* ACTION ITEM:
Copy the data exactly. Leave nothing out.

SUPPLIED RECORDS below:

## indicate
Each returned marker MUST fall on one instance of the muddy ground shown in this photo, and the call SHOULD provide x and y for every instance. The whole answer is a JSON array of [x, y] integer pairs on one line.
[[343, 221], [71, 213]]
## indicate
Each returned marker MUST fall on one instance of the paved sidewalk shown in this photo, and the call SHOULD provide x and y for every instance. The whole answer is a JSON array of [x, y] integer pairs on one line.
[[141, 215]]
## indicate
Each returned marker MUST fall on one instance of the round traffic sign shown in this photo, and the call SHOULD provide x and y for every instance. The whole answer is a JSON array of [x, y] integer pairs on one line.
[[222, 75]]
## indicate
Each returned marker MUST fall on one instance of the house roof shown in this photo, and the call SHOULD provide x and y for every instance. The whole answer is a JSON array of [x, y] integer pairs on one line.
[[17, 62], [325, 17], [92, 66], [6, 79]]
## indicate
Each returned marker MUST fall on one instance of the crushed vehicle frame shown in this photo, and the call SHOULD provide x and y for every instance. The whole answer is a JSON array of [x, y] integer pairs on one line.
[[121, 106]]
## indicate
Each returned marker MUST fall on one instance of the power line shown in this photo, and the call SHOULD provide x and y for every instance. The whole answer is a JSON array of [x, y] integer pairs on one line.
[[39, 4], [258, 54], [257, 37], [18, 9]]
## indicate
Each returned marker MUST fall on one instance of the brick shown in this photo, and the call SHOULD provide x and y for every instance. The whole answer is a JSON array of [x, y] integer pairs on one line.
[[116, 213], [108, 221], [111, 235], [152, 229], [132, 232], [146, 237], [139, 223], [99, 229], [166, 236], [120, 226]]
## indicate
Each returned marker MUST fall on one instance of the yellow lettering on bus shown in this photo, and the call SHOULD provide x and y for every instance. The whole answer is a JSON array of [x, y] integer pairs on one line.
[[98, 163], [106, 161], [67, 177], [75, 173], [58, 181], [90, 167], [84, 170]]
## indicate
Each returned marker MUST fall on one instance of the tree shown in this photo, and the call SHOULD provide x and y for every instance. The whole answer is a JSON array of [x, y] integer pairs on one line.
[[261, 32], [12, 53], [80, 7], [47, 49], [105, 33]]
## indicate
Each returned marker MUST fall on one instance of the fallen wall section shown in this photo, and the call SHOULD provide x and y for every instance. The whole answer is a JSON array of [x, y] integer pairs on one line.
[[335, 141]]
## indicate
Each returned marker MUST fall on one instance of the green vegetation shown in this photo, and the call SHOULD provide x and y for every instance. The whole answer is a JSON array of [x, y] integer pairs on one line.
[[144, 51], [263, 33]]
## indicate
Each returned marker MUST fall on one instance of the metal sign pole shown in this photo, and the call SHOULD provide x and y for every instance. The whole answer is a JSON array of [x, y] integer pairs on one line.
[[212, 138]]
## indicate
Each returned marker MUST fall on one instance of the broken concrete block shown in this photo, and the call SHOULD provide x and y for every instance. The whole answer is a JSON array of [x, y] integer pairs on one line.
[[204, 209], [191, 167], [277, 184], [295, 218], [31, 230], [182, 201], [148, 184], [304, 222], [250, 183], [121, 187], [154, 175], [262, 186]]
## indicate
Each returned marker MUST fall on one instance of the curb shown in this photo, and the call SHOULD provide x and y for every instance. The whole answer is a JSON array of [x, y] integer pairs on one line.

End of SUPPLIED RECORDS.

* YOUR RESPONSE:
## indicate
Each returned marker MUST fall on one instance of the muddy ground shown in this photo, and the call SHOULD provide x and y for every instance. The whole answer is a JSON array of [x, y] integer pairs on one line.
[[343, 221], [71, 213]]
## indicate
Each returned marker MUST fall on one instance of the paved sidewalk shown in this photo, and the call SHOULD provide x and y for every instance. The whole answer is a JSON array of [x, y] integer pairs on one line.
[[141, 215]]
## indicate
Each returned marker MUST fall on one instance of the round traffic sign shown in this photo, and the call SHOULD provide x and y for every instance. The whole answer is a JSON array of [x, y] integer pairs on one line.
[[222, 75]]
## indicate
Each returned marker MUST fall on one instance of the house roof shown in this photo, and the call SHOULD provide x and y for every instance. The whole answer is a JSON array of [x, y] integer pairs on one line.
[[17, 62], [325, 17], [92, 66], [6, 79]]
## indicate
Each returned marker MUST fall on one instance of the crushed vehicle frame shown in this photo, and the call SHOULD provide x and y for every instance. The whole answer is a JSON array of [x, y] integer pairs on one line.
[[121, 106]]
## indicate
Each returned marker MUST fall on one instance of the power line shown in this photo, and the call SHOULD provide x and y for every instance. The whole answer is a JSON array of [x, y] integer pairs on one line.
[[39, 4], [258, 54], [257, 37], [18, 9]]
## indicate
Each returned marker MUST fall on one instance of the brick shown in this photo, and the call SHOULD provide x and y for every instance. The whole answer is a JSON array of [x, y] integer pairs on one line.
[[116, 213], [108, 221], [111, 235], [152, 229], [132, 232], [146, 237], [139, 223], [99, 229], [166, 236], [120, 226]]
## indicate
Each returned marker MUST fall on one instance of the yellow lettering on bus shown in this photo, and the call SHOULD provide x and y for every instance. The whole answer is a JSON array of [x, y] integer pairs on one line.
[[98, 163], [106, 161], [67, 177], [75, 173], [58, 181], [90, 167], [84, 170]]
## indicate
Each returned marker MUST fall on one instance of the tree shown in this photo, and the call SHOULD provide x and y for every instance. The whole answer is a JSON array of [x, y] integer pairs on one line.
[[261, 32], [12, 53], [80, 7], [47, 49], [105, 33]]
## indicate
Each returned marker MUST fall on one instance of the fallen wall section shown in this photo, and the call SHOULD provide x and y for every instance. The whole answer is a JSON array of [x, y] integer pairs on one line.
[[335, 141]]
## indicate
Each returned marker MUST fall on one instance of the green vegetation shown in this photo, and the call SHOULD provide x and y for every instance. The whole answer is a JSON array of [x, y] integer pairs on one line.
[[144, 51], [263, 33]]
## indicate
Each returned marker MUST fall on one instance of the metal sign pole shown in this photo, and the call SHOULD provide x and y for every instance. The whole answer is a JSON array of [x, y] integer pairs on one line.
[[212, 138]]
## indicate
Each returned marker MUST fall on one instance of the broken concrete block shown in this photo, and the call SHOULD provide x and y for every instance. The whole answer is a JSON array of [x, y] integer pairs on one line.
[[204, 209], [191, 167], [277, 184], [295, 218], [31, 230], [182, 201], [148, 184], [304, 222], [250, 183], [121, 187], [154, 175], [262, 186]]
## indicate
Each returned marker MUST fall on one instance of the curb shown in this photo, and the call SHOULD provide x and y for every instance. The whole answer is a JSON array of [x, y] integer pairs on one line.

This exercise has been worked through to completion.